_EXCERPT_
The five court of appeal justices considering the province’s challenge of the policy, which only applies to Ontario because the Progressive Conservative government of Premier Doug Ford nixed the province’s cap and trade scheme last year, prodded the province’s legal team with questions about what it would do instead.
Ford’s government claims the tax will drive up the price of gas and heating fuel for Ontario residents (and by extension, the cost of everything affected by those higher costs), while the federal Liberal government insists it is responding appropriately to an issue of national concern – climate change.
The court questioned whether residents will actually be paying more.
“How is it a burden if 90 per cent of the money goes back to the same people who paid it?” one of the justices asked the provincial government’s lawyer.
Ontario attorney Josh Hunter replied that the rebate don’t consider the differing needs of different Ontario residents. Those living in rural areas, for example, face a higher tax burden and increased heating needs, he argued.
In fact, the federal plan provides for those in small and rural communities to get an extra 10 per cent back “in recognition of their increased energy needs and reduced access to energy-efficient transportation options.”
Hunter said there was no guarantee that the rebates would be used by residents on climate action. In fact, he said they “could be used to buy a Hummer.”
Monday morning’s proceedings, however, focused not on the efficacy of the federal climate change plan or Ontario’s counterpart, but instead on which legislature had jurisdiction over carbon and other greenhouse gases that are warming the planet. Ontario is one of four provinces, led by conservative-leaning governments that are challenging the federal carbon pricing plan. The others are Saskatchewan, Manitoba and New Brunswick.
The federal carbon pricing mechanism doesn’t apply to other Canadian jurisdictions that have taken action to put a price on carbon, meeting a minimum national standard established as part of a pan-Canadian agreement reached between Trudeau and the premiers in December 2016.
But Ontario argued that Ottawa’s pricing on emissions would unbalance the “constitutional architecture” in Canada, a delicate division of powers between the federal government and its constituent provinces, and that the federal government could not just define climate change and the collective need to reduce emissions as a new matter of national concern which it could deal with however it wants.

_EXERCISES_
a. Extract the passage of the carbon pricing article from "Monday morning’s proceedings, however, focused" up to and including "in December 2016.".
b. Render this sentence from the carbon pricing article in Spanish: "The court questioned whether residents will actually be paying more."
c. According to the carbon pricing article, which provinces besides Ontario are challenging the federal plan?
The entries after the carbon pricing article are separate material.

_GIVEN ENTRIES_
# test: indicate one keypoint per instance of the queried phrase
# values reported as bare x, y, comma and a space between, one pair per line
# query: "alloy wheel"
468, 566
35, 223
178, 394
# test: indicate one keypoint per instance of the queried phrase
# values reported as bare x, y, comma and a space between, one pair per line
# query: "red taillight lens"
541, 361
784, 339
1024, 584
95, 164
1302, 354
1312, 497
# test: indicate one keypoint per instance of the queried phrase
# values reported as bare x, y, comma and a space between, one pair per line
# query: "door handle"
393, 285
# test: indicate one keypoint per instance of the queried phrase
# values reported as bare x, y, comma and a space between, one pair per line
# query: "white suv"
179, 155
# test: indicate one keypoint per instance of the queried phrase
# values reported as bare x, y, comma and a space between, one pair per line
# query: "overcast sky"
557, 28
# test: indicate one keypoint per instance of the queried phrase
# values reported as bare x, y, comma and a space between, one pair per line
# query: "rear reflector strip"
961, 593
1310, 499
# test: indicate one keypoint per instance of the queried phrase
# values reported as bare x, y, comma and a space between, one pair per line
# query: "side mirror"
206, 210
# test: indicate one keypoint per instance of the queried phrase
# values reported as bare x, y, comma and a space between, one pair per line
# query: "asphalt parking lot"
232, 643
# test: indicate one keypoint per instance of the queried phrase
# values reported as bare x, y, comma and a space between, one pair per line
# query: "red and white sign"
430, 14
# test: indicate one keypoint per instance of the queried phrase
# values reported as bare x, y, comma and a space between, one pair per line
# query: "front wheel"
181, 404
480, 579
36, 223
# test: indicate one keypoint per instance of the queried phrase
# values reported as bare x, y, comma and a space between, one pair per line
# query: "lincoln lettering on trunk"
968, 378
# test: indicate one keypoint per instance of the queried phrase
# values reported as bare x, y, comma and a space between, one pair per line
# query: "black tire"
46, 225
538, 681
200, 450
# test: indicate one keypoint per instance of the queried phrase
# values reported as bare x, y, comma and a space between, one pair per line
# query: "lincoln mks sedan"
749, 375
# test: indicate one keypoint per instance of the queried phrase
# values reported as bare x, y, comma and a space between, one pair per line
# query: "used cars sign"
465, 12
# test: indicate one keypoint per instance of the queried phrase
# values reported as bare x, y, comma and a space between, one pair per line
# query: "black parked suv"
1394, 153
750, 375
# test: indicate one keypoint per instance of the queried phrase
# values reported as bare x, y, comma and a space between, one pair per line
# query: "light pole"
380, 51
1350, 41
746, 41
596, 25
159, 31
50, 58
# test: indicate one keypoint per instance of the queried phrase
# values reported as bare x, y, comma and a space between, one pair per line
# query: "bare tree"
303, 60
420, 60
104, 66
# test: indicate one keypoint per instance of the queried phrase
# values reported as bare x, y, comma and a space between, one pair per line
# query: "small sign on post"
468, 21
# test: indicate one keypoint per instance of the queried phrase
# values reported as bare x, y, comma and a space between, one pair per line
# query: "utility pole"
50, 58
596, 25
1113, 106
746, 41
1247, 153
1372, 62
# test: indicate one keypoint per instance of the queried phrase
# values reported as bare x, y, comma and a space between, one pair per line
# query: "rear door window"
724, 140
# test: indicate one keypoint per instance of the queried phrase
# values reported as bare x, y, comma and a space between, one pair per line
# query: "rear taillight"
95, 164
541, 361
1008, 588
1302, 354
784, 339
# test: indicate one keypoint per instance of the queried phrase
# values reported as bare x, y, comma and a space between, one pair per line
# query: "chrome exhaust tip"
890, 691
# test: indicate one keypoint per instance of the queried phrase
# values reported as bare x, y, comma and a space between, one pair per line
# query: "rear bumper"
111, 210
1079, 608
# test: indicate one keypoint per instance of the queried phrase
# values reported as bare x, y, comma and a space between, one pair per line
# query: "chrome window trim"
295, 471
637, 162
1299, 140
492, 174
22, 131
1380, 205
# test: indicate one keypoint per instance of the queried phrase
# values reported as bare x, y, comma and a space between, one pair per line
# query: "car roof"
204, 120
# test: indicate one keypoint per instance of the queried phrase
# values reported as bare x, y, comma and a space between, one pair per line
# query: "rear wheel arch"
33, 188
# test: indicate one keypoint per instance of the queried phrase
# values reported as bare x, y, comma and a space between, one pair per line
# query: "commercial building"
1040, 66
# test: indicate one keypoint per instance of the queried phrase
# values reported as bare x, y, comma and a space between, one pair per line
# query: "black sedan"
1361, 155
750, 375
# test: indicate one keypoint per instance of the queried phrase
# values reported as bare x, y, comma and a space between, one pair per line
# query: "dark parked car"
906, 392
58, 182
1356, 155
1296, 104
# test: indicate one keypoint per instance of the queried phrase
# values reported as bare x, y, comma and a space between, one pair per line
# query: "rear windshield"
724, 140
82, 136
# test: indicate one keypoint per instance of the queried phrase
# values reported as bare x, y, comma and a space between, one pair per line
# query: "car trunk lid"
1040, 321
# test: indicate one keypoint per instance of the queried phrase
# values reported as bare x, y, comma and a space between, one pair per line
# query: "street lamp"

_SOLUTIONS TO EACH TASK_
a.
Monday morning’s proceedings, however, focused not on the efficacy of the federal climate change plan or Ontario’s counterpart, but instead on which legislature had jurisdiction over carbon and other greenhouse gases that are warming the planet. Ontario is one of four provinces, led by conservative-leaning governments that are challenging the federal carbon pricing plan. The others are Saskatchewan, Manitoba and New Brunswick.
The federal carbon pricing mechanism doesn’t apply to other Canadian jurisdictions that have taken action to put a price on carbon, meeting a minimum national standard established as part of a pan-Canadian agreement reached between Trudeau and the premiers in December 2016.

b. El tribunal cuestionó si los residentes realmente pagarán más.

c. Saskatchewan, Manitoba and New Brunswick.